TASK OBJECTIVE. Nothing but the lines from the start of the records below through the line that has "fill-rule: evenodd" should appear, each exactly as given.

** EXCERPTED RECORDS follows **

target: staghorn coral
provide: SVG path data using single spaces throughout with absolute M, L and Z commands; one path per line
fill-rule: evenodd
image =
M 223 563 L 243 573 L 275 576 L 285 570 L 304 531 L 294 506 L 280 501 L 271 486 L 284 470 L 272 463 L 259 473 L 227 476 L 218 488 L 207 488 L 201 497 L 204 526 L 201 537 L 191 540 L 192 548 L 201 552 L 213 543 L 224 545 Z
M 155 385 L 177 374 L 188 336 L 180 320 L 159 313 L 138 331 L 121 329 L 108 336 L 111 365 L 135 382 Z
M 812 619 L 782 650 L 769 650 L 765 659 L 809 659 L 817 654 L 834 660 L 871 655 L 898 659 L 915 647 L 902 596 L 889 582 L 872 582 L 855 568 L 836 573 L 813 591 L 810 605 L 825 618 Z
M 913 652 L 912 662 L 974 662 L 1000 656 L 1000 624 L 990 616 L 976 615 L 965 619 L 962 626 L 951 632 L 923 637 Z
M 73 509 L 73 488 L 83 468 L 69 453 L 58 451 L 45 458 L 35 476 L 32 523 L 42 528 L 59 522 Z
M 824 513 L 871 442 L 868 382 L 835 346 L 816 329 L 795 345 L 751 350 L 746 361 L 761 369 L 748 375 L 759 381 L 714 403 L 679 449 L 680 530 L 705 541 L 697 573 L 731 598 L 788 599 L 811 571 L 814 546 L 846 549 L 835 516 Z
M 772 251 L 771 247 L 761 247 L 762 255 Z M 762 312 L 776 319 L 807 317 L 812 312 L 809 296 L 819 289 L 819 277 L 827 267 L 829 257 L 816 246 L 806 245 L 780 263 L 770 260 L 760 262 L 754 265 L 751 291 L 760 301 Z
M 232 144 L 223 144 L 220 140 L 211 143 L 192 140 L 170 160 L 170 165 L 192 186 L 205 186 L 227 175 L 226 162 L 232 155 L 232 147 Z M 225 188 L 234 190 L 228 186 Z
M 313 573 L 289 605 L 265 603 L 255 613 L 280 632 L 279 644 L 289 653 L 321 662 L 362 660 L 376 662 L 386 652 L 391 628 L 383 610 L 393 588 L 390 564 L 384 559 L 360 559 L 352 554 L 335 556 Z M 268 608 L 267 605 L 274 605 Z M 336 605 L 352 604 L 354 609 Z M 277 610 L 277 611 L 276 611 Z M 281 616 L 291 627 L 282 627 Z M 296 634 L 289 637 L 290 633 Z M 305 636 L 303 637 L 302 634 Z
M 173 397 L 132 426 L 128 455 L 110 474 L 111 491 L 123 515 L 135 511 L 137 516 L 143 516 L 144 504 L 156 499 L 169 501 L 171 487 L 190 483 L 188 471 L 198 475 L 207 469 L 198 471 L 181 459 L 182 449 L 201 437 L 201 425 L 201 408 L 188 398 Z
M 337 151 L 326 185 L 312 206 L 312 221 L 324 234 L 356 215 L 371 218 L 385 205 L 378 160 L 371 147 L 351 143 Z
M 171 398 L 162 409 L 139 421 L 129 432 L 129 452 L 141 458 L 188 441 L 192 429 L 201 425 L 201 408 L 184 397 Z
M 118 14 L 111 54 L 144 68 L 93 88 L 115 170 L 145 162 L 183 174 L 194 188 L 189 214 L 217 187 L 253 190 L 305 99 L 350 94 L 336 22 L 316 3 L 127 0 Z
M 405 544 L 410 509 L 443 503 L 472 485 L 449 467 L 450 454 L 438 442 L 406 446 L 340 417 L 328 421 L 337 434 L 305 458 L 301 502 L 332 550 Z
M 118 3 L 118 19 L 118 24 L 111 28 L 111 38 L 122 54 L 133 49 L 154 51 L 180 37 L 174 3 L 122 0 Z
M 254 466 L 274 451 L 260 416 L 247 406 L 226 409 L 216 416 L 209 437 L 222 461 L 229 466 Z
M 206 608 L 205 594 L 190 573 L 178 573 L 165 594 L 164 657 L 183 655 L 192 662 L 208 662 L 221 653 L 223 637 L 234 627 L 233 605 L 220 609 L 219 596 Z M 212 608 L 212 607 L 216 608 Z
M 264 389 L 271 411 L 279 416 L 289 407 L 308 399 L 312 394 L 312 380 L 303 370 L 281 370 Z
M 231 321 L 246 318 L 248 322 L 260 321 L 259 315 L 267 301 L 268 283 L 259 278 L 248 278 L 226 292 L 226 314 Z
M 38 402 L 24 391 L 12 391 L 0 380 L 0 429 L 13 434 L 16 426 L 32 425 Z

** End of EXCERPTED RECORDS **

TASK OUTPUT.
target: staghorn coral
provide: SVG path data using single spaces throughout with absolute M, L and Z commands; one path per line
fill-rule: evenodd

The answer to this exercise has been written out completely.